> REQUIREMENT
Every line of the data must be retyped exactly as it stands.

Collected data
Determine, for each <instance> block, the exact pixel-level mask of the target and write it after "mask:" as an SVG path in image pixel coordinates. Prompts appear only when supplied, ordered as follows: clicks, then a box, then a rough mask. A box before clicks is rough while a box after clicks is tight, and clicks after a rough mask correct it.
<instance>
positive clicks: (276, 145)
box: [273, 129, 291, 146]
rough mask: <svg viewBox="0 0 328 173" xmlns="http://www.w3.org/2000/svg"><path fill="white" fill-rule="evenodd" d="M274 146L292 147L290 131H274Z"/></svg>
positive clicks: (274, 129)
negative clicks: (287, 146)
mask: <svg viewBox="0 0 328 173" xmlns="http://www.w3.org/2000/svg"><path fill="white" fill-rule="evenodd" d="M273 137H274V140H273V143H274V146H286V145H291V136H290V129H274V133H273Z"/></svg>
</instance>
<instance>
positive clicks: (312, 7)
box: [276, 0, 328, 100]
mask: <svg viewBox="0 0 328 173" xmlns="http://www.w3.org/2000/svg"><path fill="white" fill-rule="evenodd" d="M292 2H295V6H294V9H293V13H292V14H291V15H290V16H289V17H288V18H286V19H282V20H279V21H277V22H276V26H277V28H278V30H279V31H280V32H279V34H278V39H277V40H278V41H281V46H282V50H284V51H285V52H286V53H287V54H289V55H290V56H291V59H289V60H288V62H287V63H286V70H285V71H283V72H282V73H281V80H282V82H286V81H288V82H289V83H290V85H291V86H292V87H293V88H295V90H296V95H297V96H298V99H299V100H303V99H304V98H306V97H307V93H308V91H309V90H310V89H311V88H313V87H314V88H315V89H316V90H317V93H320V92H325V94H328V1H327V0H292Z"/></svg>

> RESULT OF THE EXERCISE
Determine, for each <instance> block, the exact pixel-level mask of the target and write it after "mask:" as an SVG path in image pixel coordinates. Prompts appear only when supplied, ordered as follows: clicks, then a box, then a rough mask. A box before clicks is rough while a box after clicks is tight, and clicks after a rough mask correct it.
<instance>
positive clicks: (276, 145)
box: [273, 129, 291, 146]
rough mask: <svg viewBox="0 0 328 173" xmlns="http://www.w3.org/2000/svg"><path fill="white" fill-rule="evenodd" d="M274 146L292 147L290 131H274Z"/></svg>
positive clicks: (274, 129)
negative clicks: (287, 146)
mask: <svg viewBox="0 0 328 173" xmlns="http://www.w3.org/2000/svg"><path fill="white" fill-rule="evenodd" d="M273 137H274V140H273V143H274V146H286V145H291V136H290V129H274V133H273Z"/></svg>
</instance>
<instance>
positive clicks: (312, 7)
box: [276, 0, 328, 100]
mask: <svg viewBox="0 0 328 173" xmlns="http://www.w3.org/2000/svg"><path fill="white" fill-rule="evenodd" d="M292 2H295V6H294V9H293V13H292V14H291V15H290V16H289V17H288V18H286V19H282V20H279V21H277V22H276V26H277V28H278V30H279V31H280V32H279V34H278V39H277V40H278V41H281V46H282V50H284V51H285V52H286V53H287V54H289V55H290V56H291V59H289V60H288V62H287V63H286V70H285V71H283V72H282V73H281V80H282V82H286V81H288V82H289V83H290V85H291V86H292V87H293V88H295V90H296V95H297V96H298V99H299V100H303V99H304V98H306V97H307V93H308V91H309V90H310V89H311V88H313V87H314V88H315V89H316V90H317V93H320V92H325V94H328V1H327V0H292Z"/></svg>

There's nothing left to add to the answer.